▶ **TASK INSTRUCTIONS**
Up to and including the line containing "object=man's nose", please reproduce the lines of the listing below, starting from the top.
**********
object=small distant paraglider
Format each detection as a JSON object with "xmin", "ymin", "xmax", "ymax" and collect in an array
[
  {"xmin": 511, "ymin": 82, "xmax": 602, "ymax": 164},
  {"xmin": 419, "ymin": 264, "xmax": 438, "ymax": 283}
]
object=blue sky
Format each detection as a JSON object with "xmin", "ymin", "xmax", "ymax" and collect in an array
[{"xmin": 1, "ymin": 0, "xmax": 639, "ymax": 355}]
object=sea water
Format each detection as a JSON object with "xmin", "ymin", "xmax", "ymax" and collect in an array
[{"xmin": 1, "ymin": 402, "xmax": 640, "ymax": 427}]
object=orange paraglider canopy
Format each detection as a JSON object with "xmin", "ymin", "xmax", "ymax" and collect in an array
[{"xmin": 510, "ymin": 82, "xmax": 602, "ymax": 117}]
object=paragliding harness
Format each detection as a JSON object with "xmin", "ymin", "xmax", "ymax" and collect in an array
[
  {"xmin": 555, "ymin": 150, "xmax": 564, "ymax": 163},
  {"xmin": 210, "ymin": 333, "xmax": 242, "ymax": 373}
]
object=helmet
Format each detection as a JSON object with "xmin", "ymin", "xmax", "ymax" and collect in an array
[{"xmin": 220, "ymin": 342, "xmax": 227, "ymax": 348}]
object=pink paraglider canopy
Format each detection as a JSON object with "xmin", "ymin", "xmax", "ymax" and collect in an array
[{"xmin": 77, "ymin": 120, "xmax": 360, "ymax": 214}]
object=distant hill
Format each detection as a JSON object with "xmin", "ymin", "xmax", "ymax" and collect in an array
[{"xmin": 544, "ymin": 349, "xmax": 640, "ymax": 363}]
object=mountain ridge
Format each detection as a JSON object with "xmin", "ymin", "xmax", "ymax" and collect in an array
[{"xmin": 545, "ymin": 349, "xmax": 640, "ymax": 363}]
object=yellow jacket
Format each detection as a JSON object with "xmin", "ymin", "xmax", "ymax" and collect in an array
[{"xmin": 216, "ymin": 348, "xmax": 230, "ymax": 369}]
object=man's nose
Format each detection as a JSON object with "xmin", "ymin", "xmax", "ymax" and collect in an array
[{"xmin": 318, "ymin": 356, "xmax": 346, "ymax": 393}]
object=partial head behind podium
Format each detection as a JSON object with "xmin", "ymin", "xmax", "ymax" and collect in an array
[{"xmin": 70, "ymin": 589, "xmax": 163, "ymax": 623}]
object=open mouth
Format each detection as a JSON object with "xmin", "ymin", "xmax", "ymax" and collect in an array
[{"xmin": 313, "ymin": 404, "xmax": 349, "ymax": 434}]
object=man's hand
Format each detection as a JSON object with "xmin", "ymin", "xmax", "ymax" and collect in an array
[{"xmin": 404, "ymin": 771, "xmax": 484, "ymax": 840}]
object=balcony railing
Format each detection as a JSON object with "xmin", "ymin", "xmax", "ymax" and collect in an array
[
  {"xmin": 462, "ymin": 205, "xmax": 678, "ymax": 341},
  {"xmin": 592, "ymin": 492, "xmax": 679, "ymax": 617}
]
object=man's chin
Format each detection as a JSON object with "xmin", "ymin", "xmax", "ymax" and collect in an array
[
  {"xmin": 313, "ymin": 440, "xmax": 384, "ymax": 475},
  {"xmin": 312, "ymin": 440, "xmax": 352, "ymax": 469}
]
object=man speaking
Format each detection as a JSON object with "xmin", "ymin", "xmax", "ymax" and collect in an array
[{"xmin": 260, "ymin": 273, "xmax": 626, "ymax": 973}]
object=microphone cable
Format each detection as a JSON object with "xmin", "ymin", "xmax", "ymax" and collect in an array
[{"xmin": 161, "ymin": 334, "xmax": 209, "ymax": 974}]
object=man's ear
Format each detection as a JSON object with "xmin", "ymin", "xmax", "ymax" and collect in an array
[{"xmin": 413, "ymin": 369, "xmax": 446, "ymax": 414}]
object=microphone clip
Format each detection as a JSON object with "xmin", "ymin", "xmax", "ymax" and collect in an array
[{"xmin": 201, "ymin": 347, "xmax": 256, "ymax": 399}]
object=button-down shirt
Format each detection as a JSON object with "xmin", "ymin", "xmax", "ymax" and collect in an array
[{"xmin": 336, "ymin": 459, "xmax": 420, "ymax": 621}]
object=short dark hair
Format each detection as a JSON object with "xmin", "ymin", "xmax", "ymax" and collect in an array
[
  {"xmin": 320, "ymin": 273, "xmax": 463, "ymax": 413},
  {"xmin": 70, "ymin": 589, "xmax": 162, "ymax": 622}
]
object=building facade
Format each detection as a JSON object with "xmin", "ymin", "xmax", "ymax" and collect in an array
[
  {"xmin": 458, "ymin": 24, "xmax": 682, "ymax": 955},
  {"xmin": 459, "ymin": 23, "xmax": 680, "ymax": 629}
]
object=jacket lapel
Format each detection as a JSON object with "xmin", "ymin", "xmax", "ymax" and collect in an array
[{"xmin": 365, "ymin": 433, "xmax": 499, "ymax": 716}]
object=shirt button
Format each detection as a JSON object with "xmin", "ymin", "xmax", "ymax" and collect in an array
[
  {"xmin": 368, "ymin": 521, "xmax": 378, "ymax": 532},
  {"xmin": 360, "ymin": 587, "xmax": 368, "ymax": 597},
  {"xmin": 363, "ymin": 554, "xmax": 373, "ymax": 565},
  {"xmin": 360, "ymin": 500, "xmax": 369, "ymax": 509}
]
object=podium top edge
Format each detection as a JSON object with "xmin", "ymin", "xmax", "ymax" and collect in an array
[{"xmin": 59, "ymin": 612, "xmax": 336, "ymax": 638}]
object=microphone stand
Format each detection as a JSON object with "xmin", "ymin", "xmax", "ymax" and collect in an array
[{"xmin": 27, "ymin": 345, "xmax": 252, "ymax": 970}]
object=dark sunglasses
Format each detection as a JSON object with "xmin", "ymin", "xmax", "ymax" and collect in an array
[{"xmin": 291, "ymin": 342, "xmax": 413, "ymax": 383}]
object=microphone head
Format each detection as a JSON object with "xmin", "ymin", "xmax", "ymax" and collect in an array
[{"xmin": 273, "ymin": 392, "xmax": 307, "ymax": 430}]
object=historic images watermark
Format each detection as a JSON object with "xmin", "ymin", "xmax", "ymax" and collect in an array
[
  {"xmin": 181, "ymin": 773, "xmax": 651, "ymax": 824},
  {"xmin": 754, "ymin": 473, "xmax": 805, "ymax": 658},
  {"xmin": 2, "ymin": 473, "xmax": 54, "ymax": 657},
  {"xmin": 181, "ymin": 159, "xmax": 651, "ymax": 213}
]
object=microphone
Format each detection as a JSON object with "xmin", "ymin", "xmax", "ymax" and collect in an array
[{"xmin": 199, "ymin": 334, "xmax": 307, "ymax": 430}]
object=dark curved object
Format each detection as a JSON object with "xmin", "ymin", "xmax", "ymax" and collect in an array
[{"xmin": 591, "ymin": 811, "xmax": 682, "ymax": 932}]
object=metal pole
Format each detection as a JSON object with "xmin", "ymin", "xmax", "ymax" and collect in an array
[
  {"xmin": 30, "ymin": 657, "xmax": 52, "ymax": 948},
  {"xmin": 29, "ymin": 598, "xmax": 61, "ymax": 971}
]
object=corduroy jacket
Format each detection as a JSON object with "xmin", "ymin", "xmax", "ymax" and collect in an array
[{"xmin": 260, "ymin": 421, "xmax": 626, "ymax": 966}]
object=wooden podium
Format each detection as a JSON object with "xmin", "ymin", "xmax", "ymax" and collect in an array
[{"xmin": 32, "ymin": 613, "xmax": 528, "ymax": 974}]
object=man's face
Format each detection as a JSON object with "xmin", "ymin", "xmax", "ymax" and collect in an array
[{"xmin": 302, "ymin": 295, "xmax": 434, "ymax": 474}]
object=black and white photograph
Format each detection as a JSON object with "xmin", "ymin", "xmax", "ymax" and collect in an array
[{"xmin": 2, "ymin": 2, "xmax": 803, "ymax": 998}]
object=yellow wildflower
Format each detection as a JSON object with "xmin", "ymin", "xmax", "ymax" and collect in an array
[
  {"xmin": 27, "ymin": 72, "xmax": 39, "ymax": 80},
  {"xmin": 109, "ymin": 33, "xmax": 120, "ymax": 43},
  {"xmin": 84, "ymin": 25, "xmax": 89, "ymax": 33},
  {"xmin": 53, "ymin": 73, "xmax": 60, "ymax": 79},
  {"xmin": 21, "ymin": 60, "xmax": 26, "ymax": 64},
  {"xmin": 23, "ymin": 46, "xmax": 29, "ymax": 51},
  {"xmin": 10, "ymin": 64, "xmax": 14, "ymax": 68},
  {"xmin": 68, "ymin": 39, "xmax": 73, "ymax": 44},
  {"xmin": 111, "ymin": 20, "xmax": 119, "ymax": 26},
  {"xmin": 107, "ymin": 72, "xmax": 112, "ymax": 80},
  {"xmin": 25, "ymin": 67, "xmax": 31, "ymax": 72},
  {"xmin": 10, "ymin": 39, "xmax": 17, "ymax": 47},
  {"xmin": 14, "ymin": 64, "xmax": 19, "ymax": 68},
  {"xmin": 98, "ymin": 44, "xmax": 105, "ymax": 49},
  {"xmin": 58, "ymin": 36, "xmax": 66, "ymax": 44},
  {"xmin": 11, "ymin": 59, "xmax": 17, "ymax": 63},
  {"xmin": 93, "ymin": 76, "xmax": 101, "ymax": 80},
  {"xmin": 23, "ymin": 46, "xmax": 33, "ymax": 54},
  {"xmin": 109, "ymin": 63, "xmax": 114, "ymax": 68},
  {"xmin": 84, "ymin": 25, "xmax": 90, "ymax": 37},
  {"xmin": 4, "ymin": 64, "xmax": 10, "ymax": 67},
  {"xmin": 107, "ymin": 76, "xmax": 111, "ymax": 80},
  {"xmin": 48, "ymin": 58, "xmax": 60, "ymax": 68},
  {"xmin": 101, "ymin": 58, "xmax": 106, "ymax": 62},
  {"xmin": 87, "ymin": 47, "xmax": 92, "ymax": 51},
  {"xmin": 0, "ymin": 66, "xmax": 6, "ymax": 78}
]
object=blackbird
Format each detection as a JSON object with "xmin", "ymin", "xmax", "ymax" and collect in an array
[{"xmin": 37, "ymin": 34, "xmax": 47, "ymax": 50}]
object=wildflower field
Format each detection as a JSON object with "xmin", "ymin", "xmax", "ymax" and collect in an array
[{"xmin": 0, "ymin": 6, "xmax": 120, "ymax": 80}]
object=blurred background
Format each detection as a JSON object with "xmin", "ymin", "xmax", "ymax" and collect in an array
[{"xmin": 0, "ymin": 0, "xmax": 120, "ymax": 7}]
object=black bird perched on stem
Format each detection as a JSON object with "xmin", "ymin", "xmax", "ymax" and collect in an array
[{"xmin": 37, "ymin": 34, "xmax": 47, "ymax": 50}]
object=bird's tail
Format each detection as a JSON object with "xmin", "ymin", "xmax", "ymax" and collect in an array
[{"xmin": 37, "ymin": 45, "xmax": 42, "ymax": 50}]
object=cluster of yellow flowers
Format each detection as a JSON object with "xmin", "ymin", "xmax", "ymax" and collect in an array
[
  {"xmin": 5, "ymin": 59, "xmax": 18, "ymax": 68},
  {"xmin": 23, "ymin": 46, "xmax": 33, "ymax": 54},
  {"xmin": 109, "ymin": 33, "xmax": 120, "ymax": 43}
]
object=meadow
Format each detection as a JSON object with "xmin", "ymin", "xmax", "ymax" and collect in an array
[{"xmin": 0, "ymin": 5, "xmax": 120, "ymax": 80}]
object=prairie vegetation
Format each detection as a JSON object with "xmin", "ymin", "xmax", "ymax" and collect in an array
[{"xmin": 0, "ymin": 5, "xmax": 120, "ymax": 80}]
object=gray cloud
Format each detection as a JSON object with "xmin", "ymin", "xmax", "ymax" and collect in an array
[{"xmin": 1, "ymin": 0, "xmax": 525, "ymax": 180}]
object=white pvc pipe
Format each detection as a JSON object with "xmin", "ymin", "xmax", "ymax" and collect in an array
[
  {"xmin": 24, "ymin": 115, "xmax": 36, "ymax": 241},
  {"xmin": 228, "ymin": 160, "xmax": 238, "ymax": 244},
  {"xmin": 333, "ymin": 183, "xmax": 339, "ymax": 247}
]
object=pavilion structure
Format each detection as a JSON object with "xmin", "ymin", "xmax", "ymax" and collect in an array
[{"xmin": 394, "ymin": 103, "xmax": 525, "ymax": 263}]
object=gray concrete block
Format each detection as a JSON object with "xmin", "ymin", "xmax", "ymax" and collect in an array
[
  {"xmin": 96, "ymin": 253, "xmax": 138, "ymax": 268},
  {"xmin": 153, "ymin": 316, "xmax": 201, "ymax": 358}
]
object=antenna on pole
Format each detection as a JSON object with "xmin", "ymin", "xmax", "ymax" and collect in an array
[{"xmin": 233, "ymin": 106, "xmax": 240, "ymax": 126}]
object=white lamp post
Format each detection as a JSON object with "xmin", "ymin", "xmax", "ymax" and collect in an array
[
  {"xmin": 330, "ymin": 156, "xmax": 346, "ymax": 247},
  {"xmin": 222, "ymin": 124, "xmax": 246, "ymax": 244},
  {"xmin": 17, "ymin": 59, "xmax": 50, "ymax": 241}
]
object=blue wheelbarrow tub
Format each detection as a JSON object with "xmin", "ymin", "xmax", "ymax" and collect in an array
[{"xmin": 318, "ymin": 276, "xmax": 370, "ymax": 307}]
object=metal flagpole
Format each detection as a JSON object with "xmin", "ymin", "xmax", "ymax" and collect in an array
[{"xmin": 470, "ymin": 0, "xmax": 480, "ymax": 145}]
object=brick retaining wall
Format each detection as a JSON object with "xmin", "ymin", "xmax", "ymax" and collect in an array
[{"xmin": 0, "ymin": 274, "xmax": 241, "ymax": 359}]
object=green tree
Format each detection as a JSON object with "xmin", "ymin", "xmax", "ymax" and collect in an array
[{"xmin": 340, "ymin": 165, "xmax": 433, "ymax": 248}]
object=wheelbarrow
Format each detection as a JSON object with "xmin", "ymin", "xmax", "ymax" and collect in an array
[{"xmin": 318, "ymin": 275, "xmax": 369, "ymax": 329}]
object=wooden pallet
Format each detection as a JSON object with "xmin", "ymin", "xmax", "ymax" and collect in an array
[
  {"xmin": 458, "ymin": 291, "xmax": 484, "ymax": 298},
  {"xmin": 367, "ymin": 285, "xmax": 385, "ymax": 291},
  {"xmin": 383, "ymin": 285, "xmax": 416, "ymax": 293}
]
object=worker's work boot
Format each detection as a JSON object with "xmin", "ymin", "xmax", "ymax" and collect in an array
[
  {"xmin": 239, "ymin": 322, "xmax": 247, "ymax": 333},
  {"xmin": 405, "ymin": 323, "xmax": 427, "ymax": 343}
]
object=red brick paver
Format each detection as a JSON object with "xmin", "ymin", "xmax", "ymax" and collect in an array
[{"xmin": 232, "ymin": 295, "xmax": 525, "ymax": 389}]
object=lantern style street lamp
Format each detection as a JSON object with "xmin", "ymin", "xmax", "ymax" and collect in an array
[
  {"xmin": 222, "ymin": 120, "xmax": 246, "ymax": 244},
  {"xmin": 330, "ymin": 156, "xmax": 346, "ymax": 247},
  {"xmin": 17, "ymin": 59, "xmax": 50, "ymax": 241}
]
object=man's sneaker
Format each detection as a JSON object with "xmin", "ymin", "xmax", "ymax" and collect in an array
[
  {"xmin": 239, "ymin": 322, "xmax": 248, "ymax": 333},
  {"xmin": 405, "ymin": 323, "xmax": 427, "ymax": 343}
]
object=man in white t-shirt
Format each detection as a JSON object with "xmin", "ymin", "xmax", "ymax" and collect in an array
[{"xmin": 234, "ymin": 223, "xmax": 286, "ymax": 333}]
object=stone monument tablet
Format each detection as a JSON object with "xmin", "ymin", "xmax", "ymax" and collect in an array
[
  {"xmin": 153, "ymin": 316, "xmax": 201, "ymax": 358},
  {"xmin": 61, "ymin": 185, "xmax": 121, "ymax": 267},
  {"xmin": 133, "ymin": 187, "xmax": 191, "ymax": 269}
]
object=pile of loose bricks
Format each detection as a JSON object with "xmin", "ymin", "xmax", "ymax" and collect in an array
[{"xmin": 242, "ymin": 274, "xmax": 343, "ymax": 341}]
**********
▶ **RESPONSE TO THE EXERCISE**
object=small distant paraglider
Format each detection as a JSON object with "xmin", "ymin", "xmax", "ymax" and collect in an array
[
  {"xmin": 511, "ymin": 82, "xmax": 602, "ymax": 164},
  {"xmin": 419, "ymin": 264, "xmax": 438, "ymax": 283}
]
object=blue sky
Format each detection as a JSON object with "xmin", "ymin", "xmax", "ymax" and collect in an array
[{"xmin": 1, "ymin": 0, "xmax": 639, "ymax": 355}]
object=sea water
Format each detection as a JSON object with "xmin", "ymin", "xmax", "ymax" and collect in an array
[{"xmin": 1, "ymin": 402, "xmax": 640, "ymax": 427}]
object=orange paraglider canopy
Format each detection as a JSON object with "xmin", "ymin", "xmax", "ymax" and collect in an array
[{"xmin": 510, "ymin": 82, "xmax": 602, "ymax": 117}]
object=paragliding harness
Format each detection as a JSON object with "xmin", "ymin", "xmax", "ymax" and collect in an array
[
  {"xmin": 555, "ymin": 150, "xmax": 564, "ymax": 163},
  {"xmin": 210, "ymin": 333, "xmax": 242, "ymax": 373}
]
object=helmet
Format each detection as a JSON object with "xmin", "ymin", "xmax", "ymax" and collect in an array
[{"xmin": 220, "ymin": 342, "xmax": 227, "ymax": 348}]
object=pink paraglider canopy
Format each detection as a JSON object with "xmin", "ymin", "xmax", "ymax" and collect in an array
[{"xmin": 77, "ymin": 120, "xmax": 360, "ymax": 214}]
object=distant hill
Format each detection as a JSON object with "xmin", "ymin", "xmax", "ymax" and collect in an array
[{"xmin": 544, "ymin": 349, "xmax": 640, "ymax": 363}]
object=mountain ridge
Format each detection as a JSON object with "xmin", "ymin", "xmax", "ymax" and collect in an array
[{"xmin": 545, "ymin": 349, "xmax": 640, "ymax": 363}]
object=yellow jacket
Format each detection as a JSON object with "xmin", "ymin", "xmax", "ymax" and collect in an array
[{"xmin": 216, "ymin": 348, "xmax": 230, "ymax": 369}]
object=man's nose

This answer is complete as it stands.